# Testo di lettura
Principali obiettivi del Seminario e del Working Paper

 

Città del Vaticano, Casina Pio IV, 11-12 luglio 2014

1. INTRODUZIONE E CONTESTO
Ogni momento storico vissuto dall’umanità è in sé unico e prezioso. Proprio per questo, i principi, i criteri e gli orientamenti pratici della Dottrina sociale della Chiesa (possiamo citare ad es. il bene comune, il primato della persona, il valore e la dignità del lavoro, l’opzione preferenziale per gli ultimi) vanno applicati in forme sempre nuove tenendo conto dei continui cambiamenti in atto. Se si eccettuano la Caritas in Veritate di Benedetto XVI e, in parte, la Centesimus annus di Giovanni Paolo II, le precedenti encicliche, per ovvie ragioni, non avevano ancora avuto modo di riflettere adeguatamente sulle nuove sfide ed opportunità che la globalizzazione e lo sviluppo della rete pongono alla realizzazione di questi principi, criteri ed orientamenti. In questo preciso momento storico è compito della nostra generazione raccoglierne le provocazioni.
Questo Seminario ha come principale obiettivo di riflettere, coi maggiori esperti attuali provenienti dal mondo delle istituzioni, delle imprese e dell’accademia, sui molteplici aspetti dello sviluppo odierno a partire soprattutto da una prospettiva antropologica ed etica. Ciò richiede di collocarlo nella particolarità dell’attuale contesto storico.
ilcantico-ago2014-p-5Il discussion paper e il research paper, forniti a tutti i partecipanti, si propongono di illustrarlo proponendo la propria rappresentazione dei fatti come punto di partenza e stimolo alla discussione di questi due giorni.
Si inizia, allora, con una breve descrizione del contesto e degli eventi. Viviamo oggi un’epoca per certi versi eccezionale che raccoglie i frutti di un progresso tecnologico consistente, rapido, dalla curva quasi esponenziale, certamente non lineare. Si tratta di un progresso indiscutibile e per certi versi irreversibile. Una volta che una scoperta scientifica in qualsiasi ambito è stata diffusa e ha prodotto i suoi risultati, l’umanità non può dimenticare o rinunciare al patrimonio di conoscenze e di strumenti ad essa connessi.
La diffusione della rete ha accelerato enormemente la velocità di circolazione delle conoscenze, facendo comprendere che questo tipo di progresso continuerà ad espandersi con questo ritmo. Il sapiente antico doveva viaggiare per giorni per poter trasmettere in altri luoghi quello che aveva scoperto. Oggi ogni membro della comunità scientifica può mettere istantaneamente in rete i risultati del proprio lavoro sottoponendoli al giudizio dei propri pari, alimentandone al contempo l’attività di ricerca. Così, può addirittura iniziare a discutere con la comunità scientifica mondiale risultati preliminari prima ancora della loro pubblicazione sui social network e nelle liste di discussione.

# Materiale fornito
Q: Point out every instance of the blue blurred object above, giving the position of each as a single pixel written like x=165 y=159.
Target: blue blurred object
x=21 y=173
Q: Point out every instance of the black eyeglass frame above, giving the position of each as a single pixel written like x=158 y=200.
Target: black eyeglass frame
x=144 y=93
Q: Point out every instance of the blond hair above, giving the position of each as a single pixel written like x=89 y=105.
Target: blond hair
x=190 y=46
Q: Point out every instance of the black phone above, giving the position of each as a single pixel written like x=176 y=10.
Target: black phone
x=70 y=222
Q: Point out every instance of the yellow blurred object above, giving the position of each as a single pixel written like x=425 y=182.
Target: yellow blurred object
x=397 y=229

--

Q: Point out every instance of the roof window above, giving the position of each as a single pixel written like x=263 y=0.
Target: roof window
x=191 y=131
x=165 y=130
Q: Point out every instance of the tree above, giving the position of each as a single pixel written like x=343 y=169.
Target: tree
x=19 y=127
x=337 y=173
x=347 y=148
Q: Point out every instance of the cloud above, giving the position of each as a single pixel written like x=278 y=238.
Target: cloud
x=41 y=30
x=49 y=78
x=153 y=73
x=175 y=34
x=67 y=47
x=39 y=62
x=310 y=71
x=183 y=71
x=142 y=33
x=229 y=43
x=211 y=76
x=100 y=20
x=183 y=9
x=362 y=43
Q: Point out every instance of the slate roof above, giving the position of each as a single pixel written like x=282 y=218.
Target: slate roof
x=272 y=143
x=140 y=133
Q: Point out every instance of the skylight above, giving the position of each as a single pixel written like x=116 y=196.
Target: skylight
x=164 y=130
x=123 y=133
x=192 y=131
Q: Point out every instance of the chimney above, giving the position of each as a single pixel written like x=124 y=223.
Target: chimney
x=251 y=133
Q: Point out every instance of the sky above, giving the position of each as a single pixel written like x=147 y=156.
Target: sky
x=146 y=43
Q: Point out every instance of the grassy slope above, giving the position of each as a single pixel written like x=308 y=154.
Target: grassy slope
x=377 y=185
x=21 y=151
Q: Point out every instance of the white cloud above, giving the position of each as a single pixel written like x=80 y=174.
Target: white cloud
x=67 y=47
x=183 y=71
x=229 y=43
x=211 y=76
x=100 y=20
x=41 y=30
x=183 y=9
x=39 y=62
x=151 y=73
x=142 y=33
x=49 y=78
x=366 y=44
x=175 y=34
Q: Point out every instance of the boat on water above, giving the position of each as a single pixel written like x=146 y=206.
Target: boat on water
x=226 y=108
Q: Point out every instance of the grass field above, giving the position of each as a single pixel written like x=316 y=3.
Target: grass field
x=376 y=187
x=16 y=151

* * *

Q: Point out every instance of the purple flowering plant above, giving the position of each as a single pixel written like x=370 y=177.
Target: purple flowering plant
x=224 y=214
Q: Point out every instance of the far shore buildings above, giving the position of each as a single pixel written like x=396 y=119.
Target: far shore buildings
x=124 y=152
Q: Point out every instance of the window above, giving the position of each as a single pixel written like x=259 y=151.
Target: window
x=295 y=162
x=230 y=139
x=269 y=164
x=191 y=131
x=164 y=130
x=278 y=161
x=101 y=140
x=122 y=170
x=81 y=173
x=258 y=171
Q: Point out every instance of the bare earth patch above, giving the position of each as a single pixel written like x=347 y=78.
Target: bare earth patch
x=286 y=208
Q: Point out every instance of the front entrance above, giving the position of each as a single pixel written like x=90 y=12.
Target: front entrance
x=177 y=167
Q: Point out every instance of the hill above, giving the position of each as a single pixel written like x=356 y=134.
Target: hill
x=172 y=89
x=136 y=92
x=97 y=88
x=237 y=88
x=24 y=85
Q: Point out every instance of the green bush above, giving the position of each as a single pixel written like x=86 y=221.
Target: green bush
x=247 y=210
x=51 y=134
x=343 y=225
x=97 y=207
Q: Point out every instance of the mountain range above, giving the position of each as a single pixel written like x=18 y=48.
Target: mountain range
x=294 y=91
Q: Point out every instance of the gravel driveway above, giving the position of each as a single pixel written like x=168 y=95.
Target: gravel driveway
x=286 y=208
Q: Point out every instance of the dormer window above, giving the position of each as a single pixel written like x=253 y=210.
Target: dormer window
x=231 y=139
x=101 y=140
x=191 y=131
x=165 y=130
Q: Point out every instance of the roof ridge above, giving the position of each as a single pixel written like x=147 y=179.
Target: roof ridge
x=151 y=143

# Consegne
1. Secondo il testo sul Seminario, che cosa doveva fare il sapiente antico per trasmettere le proprie scoperte?
2. Porta avanti il testo sul Seminario, riprendendo subito dopo la sua ultima frase.

# Risposte all'esercizio
1. Doveva viaggiare per giorni per poter trasmettere in altri luoghi quello che aveva scoperto.

2.
Questa straordinaria evoluzione consente a tutti noi di issarci sulle spalle di un gigante in continua crescita. L’umanità ha oggi risolto il problema della produzione aggregata di merci e servizi.
Un esempio spettacolare di questa non linearità del progresso è dato dal fatto che il 23% di tale produzione, dalla nascita di Cristo ad oggi, si è concentrata in questo scorcio del nuovo millennio. Le risorse finanziarie mondiali sono anch’esse cospicue e talvolta sovrabbondanti, provocando bolle speculative e crisi. Il problema chiave di oggi è, dunque, quello della distribuzione.
La globalizzazione ha messo in moto un processo di convergenza dei redditi medi dei paesi più poveri verso i paesi più ricchi ma, allo stesso tempo, ha accresciuto le diseguaglianze tra diverse parti della popolazione mondiale. I due fenomeni sono figli della stessa rivoluzione. Ovvero di un mercato che si globalizza aumentando i divari dei rendimenti della scolarizzazione, e mettendo in forte concorrenza lavoratori a basso costo dei Paesi a basso reddito con lavoratori ad alti salari nei Paesi ad alto reddito. Il processo di convergenza in atto migliora progressivamente i salari nei paesi emergenti ma mette in difficoltà i diritti acquisiti dai lavoratori nei paesi ad alto reddito. Nel frattempo i mezzi di comunicazione di massa rendono più visibile e acuto il confronto tra i diversi gradi di benessere, spingendo masse di diseredati ad abbandonare la loro terra, per cercare fortuna nei Paesi ricchi.
Si sta, pertanto, vivendo una transizione lunga, promettente, sebbene problematica e complessa, che si spera porti dal vecchio mondo, segmentato nei confini nazionali, ad un nuovo mondo popolato da un’unica famiglia umana. Se le attuali tendenze proseguiranno incontrastate, si stima che una simile transizione durerà verosimilmente 70- 100 anni. A tutt’oggi, ancora un miliardo e duecento milioni di persone vive sotto la soglia di povertà assoluta e più di due miliardi e 700 milioni di persone sussistono con meno di due dollari al giorno. Queste persone difficilmente potranno vedere il cambiamento nel corso della loro vita.
Peraltro, è noto che il problema economico di cui tradizionalmente gli economisti si sono occupati è soltanto una delle dimensioni del problema. Dobbiamo infatti assicurare che la creazione di valore economico sia ambientalmente sostenibile (dimensione ambientale), non produca drammatiche crisi finanziarie (dimensione finanziaria) e che non esista un disallineamento tra PIL e benessere (dimensione della soddisfazione di vita) tale da produrre una crescente insoddisfazione e la perdita del senso della vita, trasformando i paesi ricchi in paesi «sazi e disperati».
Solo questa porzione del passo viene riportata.